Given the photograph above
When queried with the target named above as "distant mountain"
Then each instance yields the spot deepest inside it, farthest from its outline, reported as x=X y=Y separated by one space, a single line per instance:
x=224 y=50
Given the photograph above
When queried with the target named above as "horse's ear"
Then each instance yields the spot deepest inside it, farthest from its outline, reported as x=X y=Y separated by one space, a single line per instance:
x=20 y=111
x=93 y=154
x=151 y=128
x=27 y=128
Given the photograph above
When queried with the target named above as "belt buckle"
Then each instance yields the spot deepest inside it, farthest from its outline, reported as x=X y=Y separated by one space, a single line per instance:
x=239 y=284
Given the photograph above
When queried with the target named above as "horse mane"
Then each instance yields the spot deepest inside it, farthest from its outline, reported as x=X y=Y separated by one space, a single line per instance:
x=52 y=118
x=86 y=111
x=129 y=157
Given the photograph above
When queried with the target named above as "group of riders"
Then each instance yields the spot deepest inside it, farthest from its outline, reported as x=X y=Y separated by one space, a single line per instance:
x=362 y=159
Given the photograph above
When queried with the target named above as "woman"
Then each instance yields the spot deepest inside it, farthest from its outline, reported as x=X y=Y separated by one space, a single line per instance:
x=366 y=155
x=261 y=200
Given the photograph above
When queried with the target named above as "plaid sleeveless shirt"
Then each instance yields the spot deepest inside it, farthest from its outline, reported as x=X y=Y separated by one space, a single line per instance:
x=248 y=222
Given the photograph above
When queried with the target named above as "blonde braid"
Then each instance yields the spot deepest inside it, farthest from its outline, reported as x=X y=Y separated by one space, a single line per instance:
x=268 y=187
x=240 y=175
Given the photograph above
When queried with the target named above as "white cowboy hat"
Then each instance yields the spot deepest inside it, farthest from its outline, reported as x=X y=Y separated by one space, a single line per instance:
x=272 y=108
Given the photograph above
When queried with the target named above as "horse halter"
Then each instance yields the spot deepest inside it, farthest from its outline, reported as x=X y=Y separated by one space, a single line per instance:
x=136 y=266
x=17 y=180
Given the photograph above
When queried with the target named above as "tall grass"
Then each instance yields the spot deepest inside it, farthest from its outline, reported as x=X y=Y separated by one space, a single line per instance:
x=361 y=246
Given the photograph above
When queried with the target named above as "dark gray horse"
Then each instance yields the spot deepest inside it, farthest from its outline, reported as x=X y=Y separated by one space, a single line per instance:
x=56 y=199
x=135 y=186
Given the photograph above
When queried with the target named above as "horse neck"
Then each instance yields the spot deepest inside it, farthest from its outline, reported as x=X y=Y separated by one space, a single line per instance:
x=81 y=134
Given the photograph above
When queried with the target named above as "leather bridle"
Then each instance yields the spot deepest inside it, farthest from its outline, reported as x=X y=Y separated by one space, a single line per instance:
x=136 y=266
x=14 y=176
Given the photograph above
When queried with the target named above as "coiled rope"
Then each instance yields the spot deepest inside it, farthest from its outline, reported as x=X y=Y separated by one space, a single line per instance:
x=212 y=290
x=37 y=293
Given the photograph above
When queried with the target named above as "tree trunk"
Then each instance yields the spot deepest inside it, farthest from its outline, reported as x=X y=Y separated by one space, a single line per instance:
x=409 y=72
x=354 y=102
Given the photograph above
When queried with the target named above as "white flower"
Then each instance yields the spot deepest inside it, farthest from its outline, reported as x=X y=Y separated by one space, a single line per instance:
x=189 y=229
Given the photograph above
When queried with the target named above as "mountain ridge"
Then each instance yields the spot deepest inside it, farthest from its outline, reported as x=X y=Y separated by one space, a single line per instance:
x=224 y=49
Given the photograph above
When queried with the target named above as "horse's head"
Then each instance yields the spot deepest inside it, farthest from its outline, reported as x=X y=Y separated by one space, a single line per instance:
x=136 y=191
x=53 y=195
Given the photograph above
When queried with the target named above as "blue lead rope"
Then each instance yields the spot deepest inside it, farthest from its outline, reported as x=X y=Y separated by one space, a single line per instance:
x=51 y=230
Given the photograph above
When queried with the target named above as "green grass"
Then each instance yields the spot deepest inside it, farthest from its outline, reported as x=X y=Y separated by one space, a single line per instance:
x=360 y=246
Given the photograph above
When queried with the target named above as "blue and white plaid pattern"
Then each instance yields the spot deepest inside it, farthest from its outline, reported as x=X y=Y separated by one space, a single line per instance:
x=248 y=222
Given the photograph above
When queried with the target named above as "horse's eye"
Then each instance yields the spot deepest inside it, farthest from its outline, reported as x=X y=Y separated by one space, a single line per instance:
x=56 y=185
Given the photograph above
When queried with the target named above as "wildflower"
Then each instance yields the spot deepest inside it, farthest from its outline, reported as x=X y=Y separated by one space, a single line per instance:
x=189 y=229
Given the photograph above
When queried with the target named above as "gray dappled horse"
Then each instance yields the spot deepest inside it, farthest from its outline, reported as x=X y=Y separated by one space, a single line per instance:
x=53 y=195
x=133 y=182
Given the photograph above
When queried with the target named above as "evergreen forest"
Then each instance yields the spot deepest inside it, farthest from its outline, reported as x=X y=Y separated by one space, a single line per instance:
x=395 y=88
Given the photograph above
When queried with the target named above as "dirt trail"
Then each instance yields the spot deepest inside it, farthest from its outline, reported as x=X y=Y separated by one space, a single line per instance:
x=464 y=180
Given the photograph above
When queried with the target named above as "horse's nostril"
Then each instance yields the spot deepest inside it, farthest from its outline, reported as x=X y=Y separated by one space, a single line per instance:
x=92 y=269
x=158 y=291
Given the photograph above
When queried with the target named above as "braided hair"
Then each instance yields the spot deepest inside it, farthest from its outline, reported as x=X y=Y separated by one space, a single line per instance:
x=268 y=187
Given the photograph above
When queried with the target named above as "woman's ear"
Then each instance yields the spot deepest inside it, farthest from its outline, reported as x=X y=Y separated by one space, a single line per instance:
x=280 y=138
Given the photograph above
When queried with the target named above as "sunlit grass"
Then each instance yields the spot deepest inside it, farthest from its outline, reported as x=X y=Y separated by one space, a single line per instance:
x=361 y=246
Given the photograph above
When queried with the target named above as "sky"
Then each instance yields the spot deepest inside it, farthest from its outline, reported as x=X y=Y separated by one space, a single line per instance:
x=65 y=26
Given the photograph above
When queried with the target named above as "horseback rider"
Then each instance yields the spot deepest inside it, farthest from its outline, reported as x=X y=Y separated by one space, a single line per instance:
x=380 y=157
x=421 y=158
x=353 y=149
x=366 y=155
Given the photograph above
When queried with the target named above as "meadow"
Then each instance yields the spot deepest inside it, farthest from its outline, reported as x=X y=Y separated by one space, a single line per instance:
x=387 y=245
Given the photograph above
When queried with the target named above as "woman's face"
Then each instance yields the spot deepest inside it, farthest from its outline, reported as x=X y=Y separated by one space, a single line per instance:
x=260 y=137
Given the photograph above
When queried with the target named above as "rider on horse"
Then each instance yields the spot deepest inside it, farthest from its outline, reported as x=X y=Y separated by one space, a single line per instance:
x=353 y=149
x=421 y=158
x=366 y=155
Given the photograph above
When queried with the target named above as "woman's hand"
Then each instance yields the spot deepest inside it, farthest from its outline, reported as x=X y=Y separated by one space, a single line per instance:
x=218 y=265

☆ ☆ ☆ ☆

* _What needs to be done_
How many lines in the records above contain the string "rope"? Reply with the number alone.

* _Task answer_
2